Why it matters: Most prescriptive documentation rules; broadest LoB coverage in the country.

California

SB 1120

Effective September 28, 2024. AI cannot be the sole decision-maker for medical-necessity denials by health plans or disability insurers. Human clinician decision-making required.

Why it matters: First state-level substantive prohibition on AI use, not just process governance.

What a Market Conduct Exam With AI in Scope Looks Like

Examiners typically request these seven artifacts, in this order

1

The AIS Program document

Written governance, scope, risk-tiering of every AI System, governance owner.

2

The AI System inventory

Every model — internal, vendor, ECDIS — with risk classification.

3

Fairness testing reports

Pre-deployment and ongoing testing, with mitigation documentation where disparate impact was identified.

4

Third-party vendor due diligence files

BAAs where applicable, security assessments, data lineage documentation.

5

Decision logs and audit trails

Sample of AI-driven decisions with full traceability — user, model version, inputs, output, override.

6

Consumer disclosure documentation

For states that require AI use to be disclosed to applicants (e.g., NYDFS CL-7).

7

Adverse action procedures

How human override works, training for staff on when to override.

Private Litigation Runs Parallel to Regulatory Exams

Huskey v. State Farm (N.D. Ill., 2022) is the leading live algorithmic discrimination class action against an insurer, alleging State Farm's claims algorithms produced disparate scrutiny and delayed payments for Black homeowners. The case has survived motion practice and remains in litigation as of 2026.

■ **RECORDS**:
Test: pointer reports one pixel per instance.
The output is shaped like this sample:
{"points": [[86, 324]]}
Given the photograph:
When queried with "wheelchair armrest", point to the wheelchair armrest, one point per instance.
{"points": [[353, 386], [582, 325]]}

■ **TASKS**:
(1) In the text on AI in insurance regulation, on what date did California's SB 1120 take effect?
(2) Does each statement agree with the text on AI in insurance regulation? (a) Under SB 1120, AI may be the sole decision-maker for medical-necessity denials. (b) The Huskey v. State Farm case involves Black homeowners. (c) The AI System inventory covers only internal models.

■ **RESULTS IN ORDER**:
(1) September 28, 2024.

(2)
(a) No: "AI cannot be the sole decision-maker for medical-necessity denials by health plans or disability insurers."
(b) Yes: "delayed payments for Black homeowners."
(c) No: "Every model — internal, vendor, ECDIS — with risk classification."